Write out all entries word for word.

- Excerpted records -
####

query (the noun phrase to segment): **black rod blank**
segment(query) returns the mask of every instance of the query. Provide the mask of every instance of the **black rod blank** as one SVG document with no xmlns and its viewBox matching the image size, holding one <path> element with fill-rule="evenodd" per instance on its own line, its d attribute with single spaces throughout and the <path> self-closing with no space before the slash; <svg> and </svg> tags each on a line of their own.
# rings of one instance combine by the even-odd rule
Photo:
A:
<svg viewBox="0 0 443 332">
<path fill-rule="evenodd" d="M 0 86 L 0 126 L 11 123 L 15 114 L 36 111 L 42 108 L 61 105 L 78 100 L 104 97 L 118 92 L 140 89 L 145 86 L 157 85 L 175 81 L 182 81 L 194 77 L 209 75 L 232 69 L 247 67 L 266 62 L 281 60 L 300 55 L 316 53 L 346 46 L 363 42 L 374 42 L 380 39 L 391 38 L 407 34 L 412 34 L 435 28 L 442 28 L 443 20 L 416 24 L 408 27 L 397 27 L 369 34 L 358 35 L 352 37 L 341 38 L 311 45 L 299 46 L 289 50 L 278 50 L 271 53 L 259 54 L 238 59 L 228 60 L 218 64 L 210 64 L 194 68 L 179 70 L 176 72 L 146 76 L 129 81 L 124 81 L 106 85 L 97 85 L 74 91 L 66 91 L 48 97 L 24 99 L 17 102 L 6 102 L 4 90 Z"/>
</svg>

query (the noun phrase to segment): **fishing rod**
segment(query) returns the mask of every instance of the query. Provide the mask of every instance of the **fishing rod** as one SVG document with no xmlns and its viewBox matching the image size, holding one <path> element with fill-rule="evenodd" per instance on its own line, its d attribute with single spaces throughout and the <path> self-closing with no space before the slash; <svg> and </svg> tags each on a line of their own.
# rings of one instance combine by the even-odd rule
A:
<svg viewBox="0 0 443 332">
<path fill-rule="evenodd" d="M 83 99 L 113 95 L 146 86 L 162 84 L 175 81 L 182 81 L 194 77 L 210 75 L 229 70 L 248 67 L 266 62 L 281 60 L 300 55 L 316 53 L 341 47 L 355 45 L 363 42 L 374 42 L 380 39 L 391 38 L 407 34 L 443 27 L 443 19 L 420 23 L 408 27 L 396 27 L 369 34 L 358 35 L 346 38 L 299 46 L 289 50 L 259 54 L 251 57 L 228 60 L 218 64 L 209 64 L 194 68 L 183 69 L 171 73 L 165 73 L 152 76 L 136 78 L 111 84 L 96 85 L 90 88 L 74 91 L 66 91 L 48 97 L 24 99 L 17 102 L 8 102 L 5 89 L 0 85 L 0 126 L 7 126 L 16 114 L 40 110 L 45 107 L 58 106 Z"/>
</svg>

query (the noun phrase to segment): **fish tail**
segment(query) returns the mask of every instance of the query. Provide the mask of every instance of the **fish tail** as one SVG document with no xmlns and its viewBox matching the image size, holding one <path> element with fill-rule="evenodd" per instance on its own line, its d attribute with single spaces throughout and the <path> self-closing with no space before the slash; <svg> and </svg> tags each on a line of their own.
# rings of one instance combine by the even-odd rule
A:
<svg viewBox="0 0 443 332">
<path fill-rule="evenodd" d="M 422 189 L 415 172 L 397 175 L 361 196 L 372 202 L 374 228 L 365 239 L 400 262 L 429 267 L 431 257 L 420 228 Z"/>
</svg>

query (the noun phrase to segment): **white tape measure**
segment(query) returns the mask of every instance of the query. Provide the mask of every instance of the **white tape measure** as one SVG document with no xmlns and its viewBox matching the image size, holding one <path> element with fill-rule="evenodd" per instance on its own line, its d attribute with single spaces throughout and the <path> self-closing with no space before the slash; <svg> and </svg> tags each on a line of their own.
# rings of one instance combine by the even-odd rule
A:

####

- Exercise output -
query (the noun phrase to segment): **black rod blank**
segment(query) returns the mask of every instance of the query. Provide the mask of every instance of the **black rod blank** as one SVG document with no xmlns and its viewBox matching the image size, holding one <path> element with fill-rule="evenodd" per instance on its own line, its d attribute with single spaces throughout and the <path> self-closing with no space before the slash; <svg> and </svg> tags each on a line of their own.
# rings of one instance combine by the even-odd rule
Photo:
A:
<svg viewBox="0 0 443 332">
<path fill-rule="evenodd" d="M 0 86 L 0 126 L 11 123 L 15 114 L 36 111 L 42 108 L 61 105 L 78 100 L 104 97 L 118 92 L 140 89 L 145 86 L 157 85 L 175 81 L 182 81 L 194 77 L 209 75 L 232 69 L 247 67 L 266 62 L 281 60 L 300 55 L 316 53 L 346 46 L 363 42 L 374 42 L 380 39 L 391 38 L 407 34 L 412 34 L 435 28 L 442 28 L 443 20 L 416 24 L 408 27 L 397 27 L 369 34 L 358 35 L 352 37 L 341 38 L 311 45 L 299 46 L 289 50 L 278 50 L 271 53 L 259 54 L 238 59 L 228 60 L 218 64 L 210 64 L 194 68 L 179 70 L 176 72 L 146 76 L 129 81 L 124 81 L 106 85 L 97 85 L 74 91 L 66 91 L 48 97 L 24 99 L 17 102 L 6 102 L 4 90 Z"/>
</svg>

query (the noun phrase to segment): **fishing rod**
segment(query) returns the mask of every instance of the query. Provide the mask of every instance of the **fishing rod** as one SVG document with no xmlns and its viewBox matching the image size, holding one <path> element with fill-rule="evenodd" per instance on its own line, its d attribute with single spaces throughout and the <path> self-closing with no space before the slash; <svg> and </svg> tags each on a line of their own.
# rings of one instance combine by the even-odd rule
A:
<svg viewBox="0 0 443 332">
<path fill-rule="evenodd" d="M 83 99 L 113 95 L 146 86 L 162 84 L 175 81 L 182 81 L 194 77 L 210 75 L 229 70 L 248 67 L 266 62 L 281 60 L 300 55 L 316 53 L 341 47 L 355 45 L 363 42 L 374 42 L 380 39 L 391 38 L 407 34 L 443 27 L 443 19 L 420 23 L 408 27 L 396 27 L 369 34 L 358 35 L 346 38 L 299 46 L 289 50 L 259 54 L 251 57 L 228 60 L 218 64 L 209 64 L 194 68 L 183 69 L 171 73 L 165 73 L 152 76 L 136 78 L 111 84 L 96 85 L 90 88 L 74 91 L 66 91 L 48 97 L 24 99 L 17 102 L 8 102 L 5 89 L 0 85 L 0 126 L 7 126 L 16 114 L 40 110 L 45 107 L 58 106 Z"/>
</svg>

query (the noun phrase to segment): **fish tail**
segment(query) returns the mask of every instance of the query. Provide the mask of every instance of the **fish tail** as one SVG document with no xmlns and its viewBox matching the image size, holding one <path> element with fill-rule="evenodd" per instance on its own line, its d attribute with single spaces throughout and the <path> self-closing with no space before the slash; <svg> and </svg> tags each on a line of their own.
# rings of one instance combine by the even-odd rule
A:
<svg viewBox="0 0 443 332">
<path fill-rule="evenodd" d="M 422 189 L 415 172 L 397 175 L 361 196 L 372 202 L 374 228 L 365 239 L 400 262 L 429 267 L 431 257 L 420 228 Z"/>
</svg>

query (the noun phrase to segment): **white tape measure**
segment(query) returns the mask of every instance of the query. Provide the mask of every instance of the **white tape measure** as one SVG document with no xmlns and its viewBox matching the image size, holding one <path> element with fill-rule="evenodd" per instance on its own line, its d attribute with single spaces throughout and the <path> self-closing with no space before the slash; <svg> and </svg> tags each on a line of their own.
# rings of one instance combine by the even-odd rule
A:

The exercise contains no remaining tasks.